Please rewrite the material from the line with "the white flower" through the end, swapping "foliage" for "leaves" and leaving everything else unchanged.

[Start of STORED DATA]

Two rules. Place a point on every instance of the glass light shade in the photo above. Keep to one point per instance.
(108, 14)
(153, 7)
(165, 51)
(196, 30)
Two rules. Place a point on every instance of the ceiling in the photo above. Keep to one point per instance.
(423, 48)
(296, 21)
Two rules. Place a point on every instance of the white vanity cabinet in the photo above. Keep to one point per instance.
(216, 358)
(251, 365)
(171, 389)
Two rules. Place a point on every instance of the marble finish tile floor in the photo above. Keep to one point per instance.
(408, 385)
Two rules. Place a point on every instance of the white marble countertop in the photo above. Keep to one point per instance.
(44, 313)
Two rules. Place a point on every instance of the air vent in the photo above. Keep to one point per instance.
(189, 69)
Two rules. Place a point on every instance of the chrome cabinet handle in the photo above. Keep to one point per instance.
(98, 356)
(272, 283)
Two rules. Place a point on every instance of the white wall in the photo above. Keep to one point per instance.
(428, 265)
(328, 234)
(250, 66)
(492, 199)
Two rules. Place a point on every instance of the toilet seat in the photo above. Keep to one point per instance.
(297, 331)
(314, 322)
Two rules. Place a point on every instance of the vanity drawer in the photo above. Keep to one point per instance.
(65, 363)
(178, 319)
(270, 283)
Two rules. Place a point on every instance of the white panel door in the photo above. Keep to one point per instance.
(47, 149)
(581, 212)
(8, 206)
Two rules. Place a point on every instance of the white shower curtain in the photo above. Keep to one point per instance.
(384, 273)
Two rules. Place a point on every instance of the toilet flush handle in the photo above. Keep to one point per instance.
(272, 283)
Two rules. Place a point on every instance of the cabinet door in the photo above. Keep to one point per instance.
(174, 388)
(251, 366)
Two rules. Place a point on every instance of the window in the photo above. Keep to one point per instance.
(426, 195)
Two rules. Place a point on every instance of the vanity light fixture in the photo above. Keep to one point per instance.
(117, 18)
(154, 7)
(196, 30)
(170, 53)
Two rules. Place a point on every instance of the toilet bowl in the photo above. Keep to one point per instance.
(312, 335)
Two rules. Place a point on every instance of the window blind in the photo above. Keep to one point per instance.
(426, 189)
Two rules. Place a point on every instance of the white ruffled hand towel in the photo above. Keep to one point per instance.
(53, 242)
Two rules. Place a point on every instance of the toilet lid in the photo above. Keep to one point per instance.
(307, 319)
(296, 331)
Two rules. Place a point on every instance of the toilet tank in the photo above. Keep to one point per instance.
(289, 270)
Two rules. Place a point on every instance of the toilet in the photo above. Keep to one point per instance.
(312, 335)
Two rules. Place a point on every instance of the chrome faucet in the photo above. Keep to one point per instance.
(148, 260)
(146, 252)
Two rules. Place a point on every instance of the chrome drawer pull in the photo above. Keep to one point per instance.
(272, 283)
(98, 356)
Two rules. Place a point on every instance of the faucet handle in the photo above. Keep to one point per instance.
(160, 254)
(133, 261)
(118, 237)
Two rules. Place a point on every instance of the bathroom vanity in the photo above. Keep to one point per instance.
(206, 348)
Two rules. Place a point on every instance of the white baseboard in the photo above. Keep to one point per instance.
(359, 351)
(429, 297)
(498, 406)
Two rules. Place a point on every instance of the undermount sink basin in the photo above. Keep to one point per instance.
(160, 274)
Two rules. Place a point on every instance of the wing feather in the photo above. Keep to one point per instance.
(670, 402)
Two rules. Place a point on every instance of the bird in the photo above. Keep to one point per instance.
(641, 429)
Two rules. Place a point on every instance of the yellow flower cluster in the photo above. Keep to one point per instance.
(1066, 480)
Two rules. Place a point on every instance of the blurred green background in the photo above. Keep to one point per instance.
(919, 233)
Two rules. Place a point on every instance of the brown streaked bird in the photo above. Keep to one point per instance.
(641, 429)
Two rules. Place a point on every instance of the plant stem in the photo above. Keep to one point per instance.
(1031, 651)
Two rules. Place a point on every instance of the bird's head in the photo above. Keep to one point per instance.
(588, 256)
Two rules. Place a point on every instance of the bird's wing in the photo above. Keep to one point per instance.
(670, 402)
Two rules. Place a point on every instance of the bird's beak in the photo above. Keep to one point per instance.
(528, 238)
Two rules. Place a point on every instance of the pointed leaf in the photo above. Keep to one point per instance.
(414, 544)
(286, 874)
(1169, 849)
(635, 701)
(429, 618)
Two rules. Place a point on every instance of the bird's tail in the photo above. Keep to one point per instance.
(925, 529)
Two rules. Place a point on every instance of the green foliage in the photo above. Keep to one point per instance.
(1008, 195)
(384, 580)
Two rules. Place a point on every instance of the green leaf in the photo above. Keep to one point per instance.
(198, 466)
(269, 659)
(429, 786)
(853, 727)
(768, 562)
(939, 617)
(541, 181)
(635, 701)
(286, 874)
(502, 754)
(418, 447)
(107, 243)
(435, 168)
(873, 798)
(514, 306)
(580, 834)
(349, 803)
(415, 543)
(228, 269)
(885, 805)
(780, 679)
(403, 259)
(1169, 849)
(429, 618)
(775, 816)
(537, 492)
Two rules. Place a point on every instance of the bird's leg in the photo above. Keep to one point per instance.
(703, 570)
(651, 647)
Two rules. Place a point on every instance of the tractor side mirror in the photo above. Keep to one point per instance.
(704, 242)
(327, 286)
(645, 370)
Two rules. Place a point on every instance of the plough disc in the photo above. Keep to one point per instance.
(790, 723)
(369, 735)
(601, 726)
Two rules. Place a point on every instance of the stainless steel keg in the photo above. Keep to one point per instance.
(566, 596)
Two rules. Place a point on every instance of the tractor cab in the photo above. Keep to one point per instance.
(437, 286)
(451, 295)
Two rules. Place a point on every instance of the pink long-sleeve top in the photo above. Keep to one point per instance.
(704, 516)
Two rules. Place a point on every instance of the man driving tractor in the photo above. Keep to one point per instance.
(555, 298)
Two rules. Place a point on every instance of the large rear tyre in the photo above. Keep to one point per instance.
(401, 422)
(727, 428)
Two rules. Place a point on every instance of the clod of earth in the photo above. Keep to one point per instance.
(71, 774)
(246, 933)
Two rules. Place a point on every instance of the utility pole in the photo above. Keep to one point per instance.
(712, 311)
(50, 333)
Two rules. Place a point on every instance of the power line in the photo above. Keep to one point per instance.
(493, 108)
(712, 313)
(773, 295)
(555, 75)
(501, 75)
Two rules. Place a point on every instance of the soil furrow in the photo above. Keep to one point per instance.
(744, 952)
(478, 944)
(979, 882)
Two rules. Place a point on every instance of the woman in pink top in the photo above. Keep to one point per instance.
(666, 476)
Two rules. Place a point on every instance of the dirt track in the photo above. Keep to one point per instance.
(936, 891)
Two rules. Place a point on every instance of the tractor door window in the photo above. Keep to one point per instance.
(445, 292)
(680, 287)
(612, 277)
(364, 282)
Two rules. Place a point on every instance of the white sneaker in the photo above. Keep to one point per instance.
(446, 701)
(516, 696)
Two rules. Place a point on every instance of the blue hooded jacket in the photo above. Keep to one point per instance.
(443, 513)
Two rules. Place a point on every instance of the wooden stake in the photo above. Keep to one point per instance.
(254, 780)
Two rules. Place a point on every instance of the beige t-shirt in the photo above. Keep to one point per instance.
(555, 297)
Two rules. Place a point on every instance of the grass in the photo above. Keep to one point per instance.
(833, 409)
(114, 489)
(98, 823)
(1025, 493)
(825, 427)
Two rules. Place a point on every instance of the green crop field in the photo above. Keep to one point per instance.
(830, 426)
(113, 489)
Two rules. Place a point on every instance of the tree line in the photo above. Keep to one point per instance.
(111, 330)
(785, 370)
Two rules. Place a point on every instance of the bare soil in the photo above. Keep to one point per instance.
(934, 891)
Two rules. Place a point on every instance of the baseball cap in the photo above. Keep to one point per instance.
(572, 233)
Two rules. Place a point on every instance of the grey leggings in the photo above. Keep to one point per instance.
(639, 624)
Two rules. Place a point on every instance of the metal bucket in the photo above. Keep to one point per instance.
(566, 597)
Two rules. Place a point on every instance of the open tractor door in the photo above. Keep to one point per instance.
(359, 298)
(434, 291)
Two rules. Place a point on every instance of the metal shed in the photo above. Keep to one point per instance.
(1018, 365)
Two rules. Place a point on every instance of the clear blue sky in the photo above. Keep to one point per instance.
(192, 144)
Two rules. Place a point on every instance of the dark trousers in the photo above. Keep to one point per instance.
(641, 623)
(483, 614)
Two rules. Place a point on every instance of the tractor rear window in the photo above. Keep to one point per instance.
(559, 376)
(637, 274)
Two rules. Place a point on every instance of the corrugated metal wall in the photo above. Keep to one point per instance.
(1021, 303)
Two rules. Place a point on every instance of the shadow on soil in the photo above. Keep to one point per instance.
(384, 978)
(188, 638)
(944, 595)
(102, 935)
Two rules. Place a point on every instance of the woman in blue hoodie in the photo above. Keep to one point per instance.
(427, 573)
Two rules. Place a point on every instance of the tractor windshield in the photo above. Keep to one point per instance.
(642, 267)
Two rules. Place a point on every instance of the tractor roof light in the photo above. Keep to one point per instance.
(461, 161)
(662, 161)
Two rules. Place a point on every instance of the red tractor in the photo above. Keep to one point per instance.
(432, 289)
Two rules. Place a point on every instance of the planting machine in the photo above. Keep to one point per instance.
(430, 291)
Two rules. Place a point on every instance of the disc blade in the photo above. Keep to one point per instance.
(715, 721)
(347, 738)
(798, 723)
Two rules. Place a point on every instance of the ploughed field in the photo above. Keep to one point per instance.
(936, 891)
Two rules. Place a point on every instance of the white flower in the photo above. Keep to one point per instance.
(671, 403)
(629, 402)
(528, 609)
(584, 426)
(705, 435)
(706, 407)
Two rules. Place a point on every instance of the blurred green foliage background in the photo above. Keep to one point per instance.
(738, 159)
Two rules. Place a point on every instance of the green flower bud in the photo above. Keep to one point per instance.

[End of STORED DATA]

▶ **RESULT**
Two rules. Place a point on every instance of the white flower in the photo above. Keep to one point per instance.
(671, 403)
(629, 402)
(528, 609)
(584, 426)
(705, 435)
(706, 407)
Two rules. Place a point on every instance of the blurred green leaves background in the photo above. Keep to one point per instance.
(738, 159)
Two rules. Place a point on every instance of the green flower bud in the photo above. Keep to one point per instance.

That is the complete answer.